TASK ITEM: Transcribe the entries exactly; images are not part of the copy.

Referring expression grounding data
BEGIN
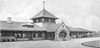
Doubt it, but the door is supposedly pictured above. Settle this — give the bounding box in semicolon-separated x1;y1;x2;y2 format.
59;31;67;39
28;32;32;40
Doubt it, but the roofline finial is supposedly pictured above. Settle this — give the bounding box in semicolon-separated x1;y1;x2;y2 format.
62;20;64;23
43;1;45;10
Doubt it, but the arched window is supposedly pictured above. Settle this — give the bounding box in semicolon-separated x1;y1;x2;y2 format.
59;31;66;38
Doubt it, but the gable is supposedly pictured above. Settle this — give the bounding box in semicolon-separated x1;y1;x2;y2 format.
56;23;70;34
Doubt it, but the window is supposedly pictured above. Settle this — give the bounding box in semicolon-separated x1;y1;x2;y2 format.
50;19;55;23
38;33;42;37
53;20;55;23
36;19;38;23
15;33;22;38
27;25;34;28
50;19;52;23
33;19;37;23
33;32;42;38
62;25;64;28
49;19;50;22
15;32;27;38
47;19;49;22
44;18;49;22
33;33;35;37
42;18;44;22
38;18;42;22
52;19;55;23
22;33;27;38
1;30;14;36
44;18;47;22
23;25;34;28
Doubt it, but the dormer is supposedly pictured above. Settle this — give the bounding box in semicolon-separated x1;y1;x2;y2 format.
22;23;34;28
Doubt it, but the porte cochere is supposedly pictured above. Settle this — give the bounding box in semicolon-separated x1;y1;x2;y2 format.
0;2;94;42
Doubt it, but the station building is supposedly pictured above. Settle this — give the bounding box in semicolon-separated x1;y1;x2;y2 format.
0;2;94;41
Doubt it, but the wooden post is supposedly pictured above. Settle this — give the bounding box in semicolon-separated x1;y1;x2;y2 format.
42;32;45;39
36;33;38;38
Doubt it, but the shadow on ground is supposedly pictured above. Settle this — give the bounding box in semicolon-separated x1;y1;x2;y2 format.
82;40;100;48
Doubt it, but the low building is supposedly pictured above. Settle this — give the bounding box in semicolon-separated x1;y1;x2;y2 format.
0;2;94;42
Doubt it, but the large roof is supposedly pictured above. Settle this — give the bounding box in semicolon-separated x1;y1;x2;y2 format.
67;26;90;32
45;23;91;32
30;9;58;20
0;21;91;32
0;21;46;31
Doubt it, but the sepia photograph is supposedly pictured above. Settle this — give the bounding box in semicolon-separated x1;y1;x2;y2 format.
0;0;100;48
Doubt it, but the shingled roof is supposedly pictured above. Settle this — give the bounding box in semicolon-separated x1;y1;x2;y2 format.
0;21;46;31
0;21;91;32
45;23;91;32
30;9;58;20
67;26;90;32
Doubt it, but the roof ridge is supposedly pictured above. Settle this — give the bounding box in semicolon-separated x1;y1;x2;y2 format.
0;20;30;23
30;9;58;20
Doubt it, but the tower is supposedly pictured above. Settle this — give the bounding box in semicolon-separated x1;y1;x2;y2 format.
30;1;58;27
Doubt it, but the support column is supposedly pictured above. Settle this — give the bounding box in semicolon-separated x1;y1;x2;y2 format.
END
RESULT OF THIS EXERCISE:
Doubt it, but the door is supposedly pictured above. Settle this — give the bounding box in semicolon-separated x1;y1;x2;y2 format.
59;31;67;39
28;32;32;40
Doubt it, but the roofline finial is supposedly pictured above. Settle this — give the bounding box in semicolon-separated x1;y1;x2;y2 format.
62;20;64;23
43;1;45;10
Doubt it, but the arched window is supposedly pictured above. Settle this — give the bounding box in semicolon-separated x1;y1;x2;y2 format.
59;31;66;38
Doubt it, but the gable is supposedly pictured above. Settle this — give the bounding box in semicolon-separated x1;y1;x2;y2 format.
56;23;70;34
Doubt it, but the window is supposedly pictured above. Settle this — give the bounding box in semicolon-separated x1;y1;x2;y2 format.
50;19;55;23
38;33;42;37
53;20;55;23
36;19;38;23
15;33;22;38
27;25;34;28
50;19;52;23
33;19;37;23
33;32;42;38
62;25;64;28
49;19;50;22
15;32;27;38
47;19;49;22
44;18;49;22
33;33;35;37
42;18;44;22
38;18;42;22
52;19;55;23
22;33;27;38
1;30;14;36
44;18;47;22
23;25;34;28
Doubt it, but the dormer is supposedly pictured above. Settle this — give the bounding box in semicolon-separated x1;y1;x2;y2 format.
22;23;34;28
Doubt it, but the porte cochere is supposedly pictured above. Settle this — give the bounding box in semicolon-separated x1;y1;x2;y2 format.
0;2;94;42
Doubt it, but the station building is supposedly pictured above. Settle this — give the bounding box in semicolon-separated x1;y1;x2;y2 format.
0;2;94;41
Doubt it, but the wooden post is supposedly pictured above. Settle this — give the bounding box in semicolon-separated x1;y1;x2;y2 format.
42;32;45;39
36;33;38;38
Doubt it, but the shadow on ground is supposedly pictured above. Settle this — give the bounding box in semicolon-separated x1;y1;x2;y2 format.
82;40;100;48
Doubt it, but the low building is supposedly pictured above. Settle this — give the bounding box in semicolon-separated x1;y1;x2;y2 format.
0;2;94;42
Doubt it, but the large roof is supposedly pictured above. Settle this — give the bounding box in semicolon-separated x1;y1;x2;y2 format.
67;26;90;32
45;23;91;32
30;9;58;20
0;21;91;32
0;21;46;31
Doubt it, but the sepia photograph is supposedly pictured above. Settle this — give the bounding box in semicolon-separated x1;y1;x2;y2 format.
0;0;100;48
Doubt it, but the shingled roof is supposedly pictured above. Settle this — give the bounding box in semicolon-separated x1;y1;x2;y2 format.
0;21;46;31
0;21;91;32
45;23;91;32
30;9;58;20
67;26;90;32
Doubt it, but the roof ridge is supposedly pictured above. Settle this — give the bounding box in semicolon-separated x1;y1;x2;y2 format.
0;20;30;23
30;9;58;20
Doubt it, but the tower is supposedly pictured above. Settle this — give the bounding box in semicolon-separated x1;y1;x2;y2 format.
30;1;58;27
Doubt it, but the support column is supposedly pictured above. Settle this — give the bounding box in semicolon-separated x1;y1;x2;y2 format.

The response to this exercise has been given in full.